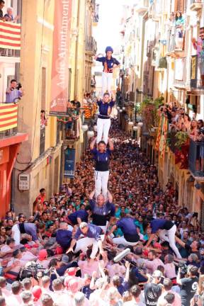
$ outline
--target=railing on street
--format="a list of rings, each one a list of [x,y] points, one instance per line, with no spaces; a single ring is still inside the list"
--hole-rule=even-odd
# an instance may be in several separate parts
[[[174,60],[174,85],[177,87],[185,87],[186,85],[186,57]]]
[[[188,168],[195,176],[204,176],[204,141],[190,140]]]
[[[176,143],[177,142],[177,140],[176,138],[176,132],[177,132],[176,131],[171,131],[169,132],[167,135],[168,147],[169,147],[169,149],[173,153],[175,153],[176,150]]]
[[[86,44],[85,44],[86,51],[91,52],[94,54],[96,52],[96,42],[92,36],[86,37]]]
[[[20,50],[0,47],[0,56],[20,57]]]
[[[202,9],[203,0],[191,0],[190,9],[191,11],[199,11]]]
[[[17,134],[18,105],[0,103],[0,139]]]
[[[21,26],[0,21],[0,56],[20,57]]]
[[[198,89],[204,91],[204,79],[203,79],[200,75],[201,64],[198,55],[191,56],[191,87],[193,89]]]
[[[168,53],[183,51],[183,30],[175,26],[170,26],[168,30],[167,47]]]
[[[40,128],[40,155],[45,152],[45,127]]]

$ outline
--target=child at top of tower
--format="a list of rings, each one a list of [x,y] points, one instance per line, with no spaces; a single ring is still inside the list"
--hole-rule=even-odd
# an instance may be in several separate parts
[[[111,86],[113,82],[113,68],[120,66],[120,62],[112,57],[113,49],[110,46],[106,48],[106,57],[99,57],[99,55],[96,55],[94,60],[103,63],[103,70],[102,72],[102,94],[103,95],[106,91],[111,94]]]

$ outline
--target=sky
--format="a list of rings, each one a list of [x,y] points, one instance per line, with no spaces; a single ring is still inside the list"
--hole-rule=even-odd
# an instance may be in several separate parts
[[[99,21],[94,28],[97,42],[97,53],[104,53],[106,47],[117,49],[120,45],[120,22],[123,16],[123,4],[132,4],[136,0],[96,0],[99,4]]]

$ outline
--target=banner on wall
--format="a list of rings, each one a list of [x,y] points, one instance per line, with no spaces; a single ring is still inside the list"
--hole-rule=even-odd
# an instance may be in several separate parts
[[[50,114],[65,115],[72,0],[55,0]]]
[[[76,149],[72,148],[67,148],[64,151],[64,176],[68,178],[74,178],[74,177],[75,153]]]

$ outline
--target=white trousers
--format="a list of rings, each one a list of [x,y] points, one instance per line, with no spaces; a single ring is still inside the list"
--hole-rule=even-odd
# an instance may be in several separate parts
[[[135,246],[136,245],[138,242],[128,242],[125,238],[124,236],[121,236],[120,237],[113,238],[113,243],[115,244],[123,244],[125,246]]]
[[[170,230],[162,230],[159,231],[159,238],[161,240],[167,241],[169,243],[170,247],[175,253],[177,258],[181,258],[181,256],[176,246],[175,233],[176,232],[176,226],[174,225]]]
[[[103,241],[105,235],[101,235],[101,240]],[[86,253],[88,246],[91,246],[91,245],[92,252],[90,257],[94,259],[98,250],[98,242],[95,239],[95,238],[86,237],[77,240],[74,253],[77,253],[80,250],[82,251],[83,253]]]
[[[105,199],[107,198],[108,193],[108,182],[109,178],[109,171],[95,171],[95,196],[97,196],[101,193],[104,196]]]
[[[113,73],[102,72],[102,95],[106,91],[111,94],[111,86],[113,83]]]
[[[108,132],[110,127],[110,119],[97,119],[97,138],[96,143],[98,144],[101,140],[108,143]]]
[[[14,239],[16,245],[20,244],[21,232],[18,224],[12,227],[12,238]]]

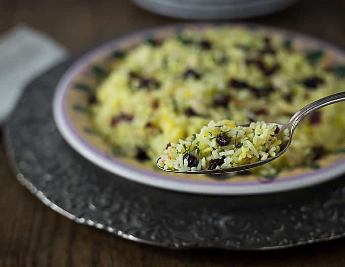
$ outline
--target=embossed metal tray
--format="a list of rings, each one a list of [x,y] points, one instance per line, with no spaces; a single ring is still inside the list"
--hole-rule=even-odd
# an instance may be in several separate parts
[[[77,222],[171,248],[283,248],[345,235],[345,180],[293,192],[222,197],[142,185],[93,165],[58,132],[51,102],[75,61],[29,84],[8,123],[9,156],[19,181]]]

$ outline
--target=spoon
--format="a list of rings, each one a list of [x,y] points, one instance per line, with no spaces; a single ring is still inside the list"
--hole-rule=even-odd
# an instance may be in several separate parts
[[[285,124],[281,124],[276,123],[267,123],[270,124],[276,125],[279,127],[280,131],[277,136],[278,138],[279,138],[280,137],[282,137],[284,130],[286,129],[289,130],[290,138],[289,140],[285,142],[285,143],[281,145],[281,148],[282,148],[282,150],[279,153],[276,155],[274,157],[269,158],[266,160],[259,161],[257,162],[254,162],[254,163],[240,165],[227,169],[220,169],[218,170],[202,170],[200,171],[181,171],[179,170],[165,170],[163,168],[162,168],[158,165],[157,167],[163,171],[170,172],[187,173],[189,174],[217,174],[220,173],[226,173],[229,172],[244,171],[263,165],[264,164],[266,164],[270,161],[272,161],[277,158],[279,158],[285,152],[286,152],[291,144],[292,135],[293,134],[294,131],[295,131],[295,129],[296,129],[296,127],[297,127],[298,123],[302,120],[302,119],[311,113],[313,113],[315,111],[321,108],[322,107],[344,100],[345,92],[341,92],[340,93],[338,93],[337,94],[331,95],[328,96],[326,96],[326,97],[324,97],[323,98],[321,98],[321,99],[316,100],[316,101],[313,102],[302,108],[301,109],[296,112],[291,117],[290,120]],[[248,127],[249,126],[249,125],[246,124],[240,126]],[[159,159],[158,159],[157,161],[157,163],[159,160]]]

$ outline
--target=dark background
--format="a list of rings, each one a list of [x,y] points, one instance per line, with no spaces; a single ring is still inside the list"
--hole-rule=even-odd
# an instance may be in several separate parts
[[[297,30],[345,46],[345,1],[301,0],[285,11],[240,21]],[[183,21],[128,0],[0,0],[0,34],[23,23],[77,52],[119,35]],[[345,240],[285,250],[178,251],[135,243],[50,210],[15,178],[0,137],[0,266],[345,266]]]

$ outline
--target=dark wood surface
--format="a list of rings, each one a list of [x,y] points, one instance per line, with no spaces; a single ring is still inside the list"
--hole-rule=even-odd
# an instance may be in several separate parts
[[[298,30],[345,46],[344,10],[342,0],[304,0],[244,21]],[[128,0],[0,0],[0,33],[24,23],[72,51],[180,21],[151,14]],[[0,266],[345,266],[344,240],[274,251],[177,251],[78,225],[46,207],[17,182],[5,151],[0,141]]]

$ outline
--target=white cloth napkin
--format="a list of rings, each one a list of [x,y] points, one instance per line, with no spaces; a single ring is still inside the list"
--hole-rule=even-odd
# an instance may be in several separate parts
[[[46,34],[25,25],[0,36],[0,124],[25,85],[66,55],[66,49]]]

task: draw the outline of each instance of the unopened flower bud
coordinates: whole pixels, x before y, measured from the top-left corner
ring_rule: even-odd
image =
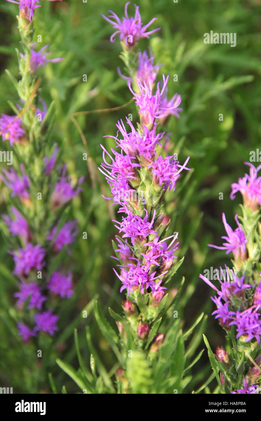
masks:
[[[247,377],[249,379],[249,383],[253,384],[257,381],[261,375],[261,368],[253,367],[249,370]]]
[[[150,346],[150,352],[157,352],[160,348],[160,346],[164,344],[165,340],[165,335],[163,333],[158,333],[156,335],[153,342]]]
[[[137,326],[137,333],[139,338],[144,341],[148,337],[150,328],[146,323],[140,322]]]
[[[230,362],[230,359],[228,353],[225,351],[223,346],[220,348],[218,346],[216,350],[216,355],[220,361],[222,362],[225,362],[229,364]]]
[[[122,307],[124,310],[126,316],[133,316],[134,314],[137,314],[137,308],[136,305],[132,301],[124,301],[122,303]]]

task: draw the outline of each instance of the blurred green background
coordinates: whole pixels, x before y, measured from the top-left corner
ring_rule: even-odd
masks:
[[[115,135],[115,123],[129,113],[135,121],[136,110],[132,103],[119,111],[76,117],[87,143],[90,159],[87,165],[82,160],[86,149],[71,120],[71,114],[116,107],[131,99],[126,82],[117,72],[117,66],[123,67],[119,57],[119,43],[118,39],[114,43],[110,42],[112,27],[100,16],[108,16],[108,9],[111,9],[121,18],[124,2],[41,3],[41,8],[34,13],[35,36],[42,35],[41,46],[50,45],[52,57],[65,58],[45,68],[42,97],[48,104],[55,101],[53,140],[63,147],[63,159],[73,174],[85,176],[84,193],[74,200],[73,214],[79,220],[80,233],[86,231],[88,239],[82,240],[80,235],[74,246],[70,258],[75,267],[76,293],[61,309],[62,324],[55,340],[58,348],[50,356],[40,379],[38,375],[34,377],[32,346],[21,346],[16,333],[13,312],[16,287],[11,275],[12,258],[7,253],[8,245],[0,239],[0,386],[13,387],[14,393],[49,392],[47,375],[50,371],[59,389],[65,384],[68,393],[73,393],[78,392],[77,386],[56,365],[55,358],[58,355],[78,367],[74,326],[78,325],[84,360],[90,359],[84,338],[84,325],[87,324],[105,366],[110,368],[114,362],[92,313],[79,324],[77,318],[96,294],[108,320],[108,305],[120,311],[124,296],[119,293],[118,280],[112,270],[114,261],[110,257],[111,240],[116,233],[111,219],[116,209],[101,196],[102,192],[108,196],[109,191],[97,167],[102,160],[100,144],[107,148],[113,145],[113,139],[103,136]],[[198,274],[211,266],[224,267],[229,263],[224,252],[209,249],[207,245],[221,245],[220,237],[224,234],[223,212],[228,223],[235,228],[234,216],[239,211],[241,198],[239,195],[230,200],[230,184],[248,171],[243,163],[249,160],[250,152],[259,147],[261,1],[178,0],[174,3],[171,0],[140,0],[138,5],[143,23],[156,17],[153,28],[161,28],[149,40],[142,40],[139,47],[142,49],[149,46],[155,62],[165,64],[158,79],[162,73],[170,75],[169,97],[177,92],[182,97],[183,111],[180,119],[170,118],[164,128],[166,133],[173,133],[170,152],[177,152],[182,163],[189,155],[189,166],[193,169],[184,187],[181,188],[183,175],[174,193],[169,193],[166,197],[166,210],[172,218],[169,232],[179,231],[179,257],[185,253],[185,263],[171,286],[177,287],[182,276],[185,277],[180,313],[185,328],[201,311],[208,314],[205,333],[214,350],[218,345],[225,346],[224,336],[210,315],[214,310],[210,288],[199,279]],[[7,101],[15,104],[18,99],[4,72],[8,68],[17,76],[15,48],[19,48],[20,39],[16,18],[18,8],[3,0],[0,5],[0,112],[8,114],[11,112]],[[134,10],[131,4],[129,16]],[[236,33],[236,46],[204,44],[204,33],[211,30]],[[178,81],[174,82],[176,74]],[[84,75],[87,75],[87,82],[82,81]],[[223,121],[219,120],[221,113]],[[219,198],[221,192],[223,200]],[[0,208],[1,213],[5,213],[0,191]],[[195,344],[198,350],[204,347],[203,341]],[[211,372],[204,352],[193,368],[193,381],[187,392],[199,387]],[[214,388],[215,381],[211,384],[211,389]]]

....

Reproduce the data from its first line through the line containing "[[[174,60],[174,85],[177,87],[185,87],[186,85],[186,57]]]", swapping "railing" for "fence" and keeping everything else the same. Omit the pictures.

$ outline
--target=fence on street
--format="a list of rings, each one a list of [x,y] points, one instance per line, with no spaces; a single ring is still inside the list"
--hole-rule=even-odd
# an instance may be in several separate parts
[[[174,60],[174,85],[177,87],[185,87],[186,85],[186,57]]]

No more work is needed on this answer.